◆ TASK DESCRIPTION: Return every line in the lines below that contains the word "blurred", matching case exactly.

###

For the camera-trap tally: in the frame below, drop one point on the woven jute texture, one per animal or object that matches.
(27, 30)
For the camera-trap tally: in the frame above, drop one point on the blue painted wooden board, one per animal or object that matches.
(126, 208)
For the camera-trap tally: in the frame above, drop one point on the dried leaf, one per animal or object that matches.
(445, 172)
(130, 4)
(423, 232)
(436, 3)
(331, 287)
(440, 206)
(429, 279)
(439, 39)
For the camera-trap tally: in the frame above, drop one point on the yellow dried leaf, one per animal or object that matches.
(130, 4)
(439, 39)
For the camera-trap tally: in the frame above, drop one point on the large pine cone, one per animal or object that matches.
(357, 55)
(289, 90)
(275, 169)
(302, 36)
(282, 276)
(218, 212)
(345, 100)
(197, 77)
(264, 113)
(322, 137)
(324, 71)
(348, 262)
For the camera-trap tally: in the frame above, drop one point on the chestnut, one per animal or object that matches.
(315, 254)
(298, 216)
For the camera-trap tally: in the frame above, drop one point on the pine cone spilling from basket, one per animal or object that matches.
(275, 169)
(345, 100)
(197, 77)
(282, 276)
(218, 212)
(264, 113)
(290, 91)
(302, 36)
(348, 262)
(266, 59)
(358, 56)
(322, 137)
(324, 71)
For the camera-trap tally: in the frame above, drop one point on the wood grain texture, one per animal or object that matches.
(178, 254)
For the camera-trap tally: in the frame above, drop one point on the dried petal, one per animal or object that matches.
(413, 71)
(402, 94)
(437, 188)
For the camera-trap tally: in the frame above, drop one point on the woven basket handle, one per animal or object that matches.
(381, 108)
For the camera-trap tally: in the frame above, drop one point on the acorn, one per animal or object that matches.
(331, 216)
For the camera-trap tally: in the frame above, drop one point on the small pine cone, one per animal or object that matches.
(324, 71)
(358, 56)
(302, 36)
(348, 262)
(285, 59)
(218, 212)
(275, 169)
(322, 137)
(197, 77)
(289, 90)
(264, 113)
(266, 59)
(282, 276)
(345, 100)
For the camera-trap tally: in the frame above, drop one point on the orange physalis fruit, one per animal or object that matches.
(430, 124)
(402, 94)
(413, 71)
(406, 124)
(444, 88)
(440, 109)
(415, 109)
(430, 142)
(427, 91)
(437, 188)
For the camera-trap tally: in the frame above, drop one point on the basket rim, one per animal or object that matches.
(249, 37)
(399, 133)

###

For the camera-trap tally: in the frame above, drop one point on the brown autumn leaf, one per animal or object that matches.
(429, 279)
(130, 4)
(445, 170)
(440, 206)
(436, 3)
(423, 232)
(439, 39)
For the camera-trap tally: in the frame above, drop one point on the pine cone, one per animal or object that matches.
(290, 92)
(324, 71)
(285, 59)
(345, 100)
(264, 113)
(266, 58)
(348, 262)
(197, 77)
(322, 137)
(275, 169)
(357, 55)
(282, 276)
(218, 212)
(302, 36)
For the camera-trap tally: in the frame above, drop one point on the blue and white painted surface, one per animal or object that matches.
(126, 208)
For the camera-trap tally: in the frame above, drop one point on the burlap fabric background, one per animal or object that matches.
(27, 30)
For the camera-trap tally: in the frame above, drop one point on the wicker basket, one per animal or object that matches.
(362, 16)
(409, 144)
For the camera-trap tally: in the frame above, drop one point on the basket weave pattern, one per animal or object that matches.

###

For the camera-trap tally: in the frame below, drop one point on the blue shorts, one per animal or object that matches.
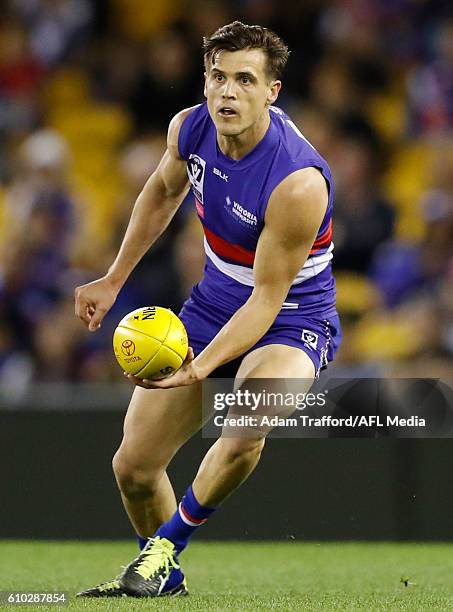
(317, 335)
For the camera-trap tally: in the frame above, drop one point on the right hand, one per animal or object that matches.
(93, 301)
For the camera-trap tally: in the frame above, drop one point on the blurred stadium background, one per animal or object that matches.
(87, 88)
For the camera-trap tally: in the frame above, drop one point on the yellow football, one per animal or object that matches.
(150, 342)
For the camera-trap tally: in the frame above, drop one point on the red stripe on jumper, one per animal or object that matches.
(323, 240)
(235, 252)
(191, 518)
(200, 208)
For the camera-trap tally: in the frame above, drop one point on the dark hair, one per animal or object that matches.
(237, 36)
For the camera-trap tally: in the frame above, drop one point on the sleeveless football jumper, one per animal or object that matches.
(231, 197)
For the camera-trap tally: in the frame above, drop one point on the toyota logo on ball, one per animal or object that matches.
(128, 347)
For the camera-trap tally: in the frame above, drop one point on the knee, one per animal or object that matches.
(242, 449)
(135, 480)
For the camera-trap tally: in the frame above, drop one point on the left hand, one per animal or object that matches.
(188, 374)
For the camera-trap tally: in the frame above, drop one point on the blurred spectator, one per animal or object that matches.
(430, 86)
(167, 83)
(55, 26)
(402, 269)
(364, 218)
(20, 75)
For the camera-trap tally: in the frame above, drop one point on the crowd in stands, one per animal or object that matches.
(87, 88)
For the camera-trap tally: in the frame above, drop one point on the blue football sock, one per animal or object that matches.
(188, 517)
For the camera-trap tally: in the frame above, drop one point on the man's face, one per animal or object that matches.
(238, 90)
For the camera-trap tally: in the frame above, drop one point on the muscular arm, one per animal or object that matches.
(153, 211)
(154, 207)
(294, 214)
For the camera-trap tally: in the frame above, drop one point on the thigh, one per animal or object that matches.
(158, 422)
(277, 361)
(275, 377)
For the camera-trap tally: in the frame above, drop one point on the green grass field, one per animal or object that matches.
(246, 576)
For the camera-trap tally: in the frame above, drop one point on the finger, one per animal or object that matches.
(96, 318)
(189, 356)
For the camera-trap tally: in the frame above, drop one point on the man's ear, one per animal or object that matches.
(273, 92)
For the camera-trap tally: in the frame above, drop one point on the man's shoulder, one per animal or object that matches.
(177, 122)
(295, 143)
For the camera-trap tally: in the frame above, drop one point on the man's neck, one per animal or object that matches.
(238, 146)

###

◆ WRITTEN RESPONSE:
For the camera-trap tally: in the frame above, drop one point on the blurred stadium background, one per animal or object that matches.
For the camera-trap tally: in the frame above, drop one point on the blurred spectator, one per animal or object that matches.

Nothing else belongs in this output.